--- Begin Extracted entries ---

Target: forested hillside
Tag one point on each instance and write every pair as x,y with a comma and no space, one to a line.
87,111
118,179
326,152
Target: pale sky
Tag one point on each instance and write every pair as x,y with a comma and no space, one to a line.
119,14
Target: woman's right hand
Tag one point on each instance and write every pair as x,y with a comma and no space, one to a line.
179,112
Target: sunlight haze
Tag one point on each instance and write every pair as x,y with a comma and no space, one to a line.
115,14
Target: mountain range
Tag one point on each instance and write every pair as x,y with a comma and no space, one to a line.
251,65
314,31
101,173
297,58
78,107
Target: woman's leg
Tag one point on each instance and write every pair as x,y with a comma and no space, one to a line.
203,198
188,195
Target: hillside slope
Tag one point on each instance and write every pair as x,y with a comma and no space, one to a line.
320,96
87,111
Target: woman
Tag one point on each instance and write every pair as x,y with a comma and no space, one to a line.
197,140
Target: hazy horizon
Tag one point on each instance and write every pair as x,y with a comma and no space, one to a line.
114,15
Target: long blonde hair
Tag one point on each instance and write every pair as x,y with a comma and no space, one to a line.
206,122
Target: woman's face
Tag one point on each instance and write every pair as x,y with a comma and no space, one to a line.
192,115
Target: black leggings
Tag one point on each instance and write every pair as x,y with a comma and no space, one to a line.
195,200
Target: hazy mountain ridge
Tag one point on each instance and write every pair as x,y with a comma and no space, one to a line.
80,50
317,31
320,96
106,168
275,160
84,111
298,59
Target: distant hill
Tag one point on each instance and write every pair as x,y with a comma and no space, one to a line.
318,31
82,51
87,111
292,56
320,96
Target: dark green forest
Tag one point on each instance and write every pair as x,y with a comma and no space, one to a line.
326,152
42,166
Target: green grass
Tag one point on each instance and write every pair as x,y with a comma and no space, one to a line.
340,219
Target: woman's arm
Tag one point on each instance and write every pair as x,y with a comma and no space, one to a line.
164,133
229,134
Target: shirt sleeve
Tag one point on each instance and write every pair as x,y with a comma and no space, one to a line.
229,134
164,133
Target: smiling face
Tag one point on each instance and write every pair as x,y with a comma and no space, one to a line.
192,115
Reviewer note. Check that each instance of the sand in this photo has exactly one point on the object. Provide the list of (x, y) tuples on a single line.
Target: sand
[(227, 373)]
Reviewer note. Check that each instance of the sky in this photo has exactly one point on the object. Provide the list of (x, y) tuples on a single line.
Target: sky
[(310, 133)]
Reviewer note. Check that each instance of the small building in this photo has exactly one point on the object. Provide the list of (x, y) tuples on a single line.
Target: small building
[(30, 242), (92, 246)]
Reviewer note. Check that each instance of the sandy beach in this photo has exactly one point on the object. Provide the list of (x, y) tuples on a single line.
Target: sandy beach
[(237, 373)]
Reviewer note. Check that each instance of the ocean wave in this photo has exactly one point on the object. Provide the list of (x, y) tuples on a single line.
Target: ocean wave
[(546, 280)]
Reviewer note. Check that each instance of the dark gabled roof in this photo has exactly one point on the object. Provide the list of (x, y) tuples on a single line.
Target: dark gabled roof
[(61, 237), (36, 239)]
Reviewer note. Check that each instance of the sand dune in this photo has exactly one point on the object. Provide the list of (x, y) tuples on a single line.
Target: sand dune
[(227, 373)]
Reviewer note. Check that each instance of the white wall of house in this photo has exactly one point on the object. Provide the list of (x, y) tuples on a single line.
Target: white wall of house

--- End Extracted entries ---

▸ **What is needed**
Write out the records shown above, exactly as they appear.

▸ **Answer to the exercise**
Target: forested hillside
Tag one point on each instance and write every pair as x,y with a comma and no space, one to a line.
87,111
118,179
326,152
Target: pale sky
Tag one point on each instance and write every pair as x,y with a comma and no space, one to a line.
119,14
Target: woman's right hand
Tag one point on each instance and write every pair as x,y with a comma and no space, one to a line.
179,112
Target: sunlight haze
Tag one point on each instance and write every pair as x,y with a comma and no space, one to a line.
115,14
Target: mountain range
Tag one point on each instance and write every pair as x,y with a comma and no space, one to a line.
251,65
314,31
101,173
297,58
78,107
Target: woman's leg
Tag one point on each instance and write every pair as x,y with a comma and no space, one to a line.
203,198
188,195
Target: hillside slope
Tag one point on each instance and write every pair as x,y with a comma and no space, one to a line.
320,96
87,111
Target: woman
Tag one point on each instance and write every pair as x,y with a comma and no space, one to a line.
197,140
Target: hazy horizon
Tag one point on each instance and write every pair as x,y with a comma and no space, one to a line.
114,15
Target: long blonde hair
Tag one point on each instance and write every pair as x,y with a comma and no space, one to a line.
206,122
Target: woman's face
Tag one point on each instance and write every pair as x,y with a comma and no space, one to a line.
192,115
Target: black leggings
Tag one point on each instance and write every pair as x,y with a comma and no space, one to a line.
195,200
Target: hazy mountain ridge
Tag one point on each instance and write every pair as x,y with a comma and no space, one to a line.
80,50
317,31
320,96
106,168
275,160
84,111
298,59
Target: distant hill
Tag one point on each instance and write every pair as x,y with a comma and no space, one to a line.
318,31
82,51
87,111
292,56
320,96
Target: dark green forest
Tag one point on each instance and write every pair as x,y with a comma and no space, one to a line.
326,152
42,166
Target: green grass
Tag one point on each instance and write every pair as x,y with a comma and no space, one to a line.
340,219
Target: woman's arm
Tag one point on each instance and write every pair as x,y with a comma and no space, one to a line.
164,133
229,134
Target: shirt sleeve
Tag one point on each instance and write every pair as x,y with a comma and no space, one to a line.
229,134
164,133
Target: smiling face
Tag one point on each instance and write every pair as x,y with a comma and no space, one to a line.
192,115
Reviewer note. Check that each instance of the sand in this photo has exactly one point on the object. Provide the list of (x, y) tuples on a single line.
Target: sand
[(227, 373)]
Reviewer note. Check that each instance of the sky in this photo has exactly one point on the object. Provide the list of (x, y) tuples on a single line.
Target: sky
[(310, 133)]
Reviewer note. Check that each instance of the small building in this photo has exactly one point on the object. Provide the list of (x, y) tuples on a single line.
Target: small building
[(30, 242), (92, 246)]
Reviewer note. Check that each instance of the sandy beach in this photo has exactly one point on the object. Provide the list of (x, y) tuples on a single line.
Target: sandy beach
[(237, 373)]
Reviewer note. Check that each instance of the ocean wave in this photo has exactly one point on the object. Provide the list of (x, y) tuples on a single line.
Target: ocean wave
[(546, 280)]
Reviewer note. Check that each instance of the dark gabled roof in this photo has exactly one point on the object. Provide the list of (x, y) tuples on a single line.
Target: dark gabled roof
[(61, 237), (36, 239)]
Reviewer note. Check that each instance of the sand dune in this photo has exactly one point on the object. Provide the list of (x, y) tuples on a single line.
Target: sand dune
[(227, 373)]
Reviewer note. Check that each instance of the white wall of house in this photo has exactly one point on the object. Provide the list of (x, y) tuples on a single line.
Target: white wall of house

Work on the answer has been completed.